Start of STORED DATA
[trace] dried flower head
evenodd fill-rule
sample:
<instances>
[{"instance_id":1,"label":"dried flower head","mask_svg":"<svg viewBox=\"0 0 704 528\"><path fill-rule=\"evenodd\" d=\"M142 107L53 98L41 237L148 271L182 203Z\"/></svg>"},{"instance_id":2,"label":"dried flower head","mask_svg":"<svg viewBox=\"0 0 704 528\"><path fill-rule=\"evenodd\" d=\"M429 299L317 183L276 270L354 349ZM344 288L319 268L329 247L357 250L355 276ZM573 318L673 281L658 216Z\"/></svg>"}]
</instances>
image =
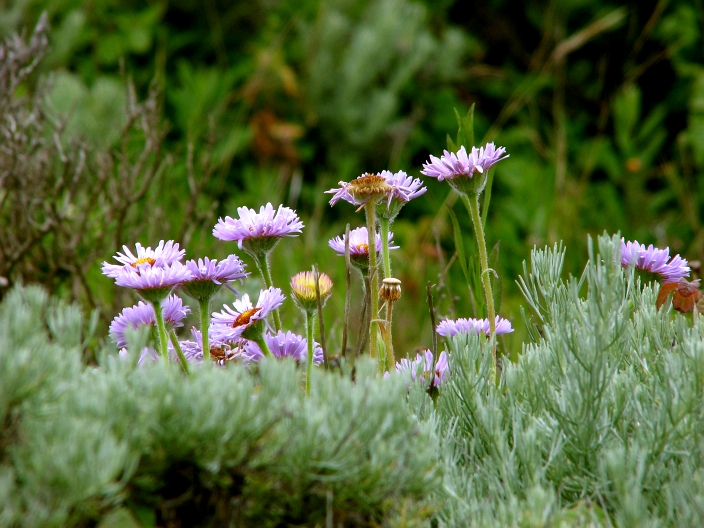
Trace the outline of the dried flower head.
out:
<instances>
[{"instance_id":1,"label":"dried flower head","mask_svg":"<svg viewBox=\"0 0 704 528\"><path fill-rule=\"evenodd\" d=\"M106 271L106 266L110 265L103 265L103 273L108 275L113 272L113 269ZM193 275L180 262L173 262L161 267L143 262L136 264L135 267L122 266L119 272L112 277L118 286L132 288L143 299L153 303L163 301L176 286L191 280Z\"/></svg>"},{"instance_id":2,"label":"dried flower head","mask_svg":"<svg viewBox=\"0 0 704 528\"><path fill-rule=\"evenodd\" d=\"M225 260L205 259L189 260L186 268L193 278L181 285L186 295L196 300L210 299L222 284L240 280L249 275L245 265L237 255L230 255Z\"/></svg>"},{"instance_id":3,"label":"dried flower head","mask_svg":"<svg viewBox=\"0 0 704 528\"><path fill-rule=\"evenodd\" d=\"M351 182L339 182L339 189L325 191L332 194L330 205L335 205L339 200L345 200L352 205L363 205L369 200L378 200L386 197L391 199L393 187L386 183L386 178L380 174L365 173Z\"/></svg>"},{"instance_id":4,"label":"dried flower head","mask_svg":"<svg viewBox=\"0 0 704 528\"><path fill-rule=\"evenodd\" d=\"M318 290L323 304L332 295L332 280L325 273L318 274ZM315 273L301 271L291 278L293 300L303 310L314 311L318 308L318 295L315 291Z\"/></svg>"},{"instance_id":5,"label":"dried flower head","mask_svg":"<svg viewBox=\"0 0 704 528\"><path fill-rule=\"evenodd\" d=\"M350 262L363 273L369 269L369 235L366 227L358 227L350 231ZM394 234L389 233L389 249L398 249L394 246ZM374 245L377 254L381 251L381 236L374 235ZM345 256L345 235L332 238L328 246L334 249L341 257Z\"/></svg>"},{"instance_id":6,"label":"dried flower head","mask_svg":"<svg viewBox=\"0 0 704 528\"><path fill-rule=\"evenodd\" d=\"M379 298L388 303L398 301L401 298L401 281L394 277L387 277L381 281Z\"/></svg>"},{"instance_id":7,"label":"dried flower head","mask_svg":"<svg viewBox=\"0 0 704 528\"><path fill-rule=\"evenodd\" d=\"M413 198L425 194L428 190L427 187L423 186L423 182L420 179L414 179L404 171L393 173L385 170L381 171L379 176L382 176L391 188L387 193L386 201L382 201L376 210L376 214L380 218L388 218L393 221L404 205Z\"/></svg>"},{"instance_id":8,"label":"dried flower head","mask_svg":"<svg viewBox=\"0 0 704 528\"><path fill-rule=\"evenodd\" d=\"M212 328L212 327L211 327ZM212 333L212 331L210 332ZM203 361L203 336L195 328L191 328L192 341L181 341L183 355L191 363ZM228 361L242 357L242 345L238 342L210 340L210 359L214 363L224 366Z\"/></svg>"}]
</instances>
End of STORED DATA
WHAT IS BEING ASKED:
Restate each entry exactly, omitting pictures.

RESPONSE TO THE TASK:
[trace] dried flower head
evenodd fill-rule
sample:
<instances>
[{"instance_id":1,"label":"dried flower head","mask_svg":"<svg viewBox=\"0 0 704 528\"><path fill-rule=\"evenodd\" d=\"M142 107L53 98L41 237L148 271L182 203Z\"/></svg>"},{"instance_id":2,"label":"dried flower head","mask_svg":"<svg viewBox=\"0 0 704 528\"><path fill-rule=\"evenodd\" d=\"M429 299L317 183L276 270L354 349ZM344 288L319 268L329 247L357 250L355 276ZM573 318L673 281L658 216Z\"/></svg>"}]
</instances>
image =
Trace the outline of the dried flower head.
out:
<instances>
[{"instance_id":1,"label":"dried flower head","mask_svg":"<svg viewBox=\"0 0 704 528\"><path fill-rule=\"evenodd\" d=\"M106 271L106 266L110 265L103 265L103 273L108 275L113 272L113 269ZM193 275L180 262L173 262L161 267L143 262L136 264L135 267L122 266L119 272L112 277L118 286L132 288L143 299L153 303L163 301L176 286L191 280Z\"/></svg>"},{"instance_id":2,"label":"dried flower head","mask_svg":"<svg viewBox=\"0 0 704 528\"><path fill-rule=\"evenodd\" d=\"M225 260L205 259L189 260L186 268L193 278L181 285L186 295L196 300L210 299L222 284L240 280L249 275L245 265L237 255L230 255Z\"/></svg>"},{"instance_id":3,"label":"dried flower head","mask_svg":"<svg viewBox=\"0 0 704 528\"><path fill-rule=\"evenodd\" d=\"M351 182L339 182L339 189L325 191L332 194L330 205L335 205L339 200L345 200L352 205L363 205L369 200L378 200L386 197L391 199L393 187L386 183L386 178L380 174L365 173Z\"/></svg>"},{"instance_id":4,"label":"dried flower head","mask_svg":"<svg viewBox=\"0 0 704 528\"><path fill-rule=\"evenodd\" d=\"M318 290L323 304L332 295L332 280L325 273L318 274ZM315 273L301 271L291 278L293 300L303 310L314 311L318 308L318 295L315 291Z\"/></svg>"},{"instance_id":5,"label":"dried flower head","mask_svg":"<svg viewBox=\"0 0 704 528\"><path fill-rule=\"evenodd\" d=\"M350 262L363 273L369 269L369 235L366 227L358 227L350 231ZM394 234L389 233L389 249L398 249L394 246ZM374 245L377 254L381 251L381 236L374 235ZM345 256L345 235L332 238L328 246L334 249L341 257Z\"/></svg>"},{"instance_id":6,"label":"dried flower head","mask_svg":"<svg viewBox=\"0 0 704 528\"><path fill-rule=\"evenodd\" d=\"M379 298L388 303L398 301L401 298L401 281L394 277L387 277L381 281Z\"/></svg>"},{"instance_id":7,"label":"dried flower head","mask_svg":"<svg viewBox=\"0 0 704 528\"><path fill-rule=\"evenodd\" d=\"M413 198L425 194L428 190L427 187L423 186L423 182L420 179L414 179L404 171L393 173L385 170L381 171L379 176L382 176L391 188L387 193L386 201L382 201L376 210L376 214L380 218L388 218L393 221L404 205Z\"/></svg>"},{"instance_id":8,"label":"dried flower head","mask_svg":"<svg viewBox=\"0 0 704 528\"><path fill-rule=\"evenodd\" d=\"M212 328L212 327L211 327ZM212 333L212 331L210 332ZM203 361L203 336L195 328L191 328L192 341L181 341L183 355L191 363ZM228 361L242 357L242 345L238 342L210 340L210 359L214 363L224 366Z\"/></svg>"}]
</instances>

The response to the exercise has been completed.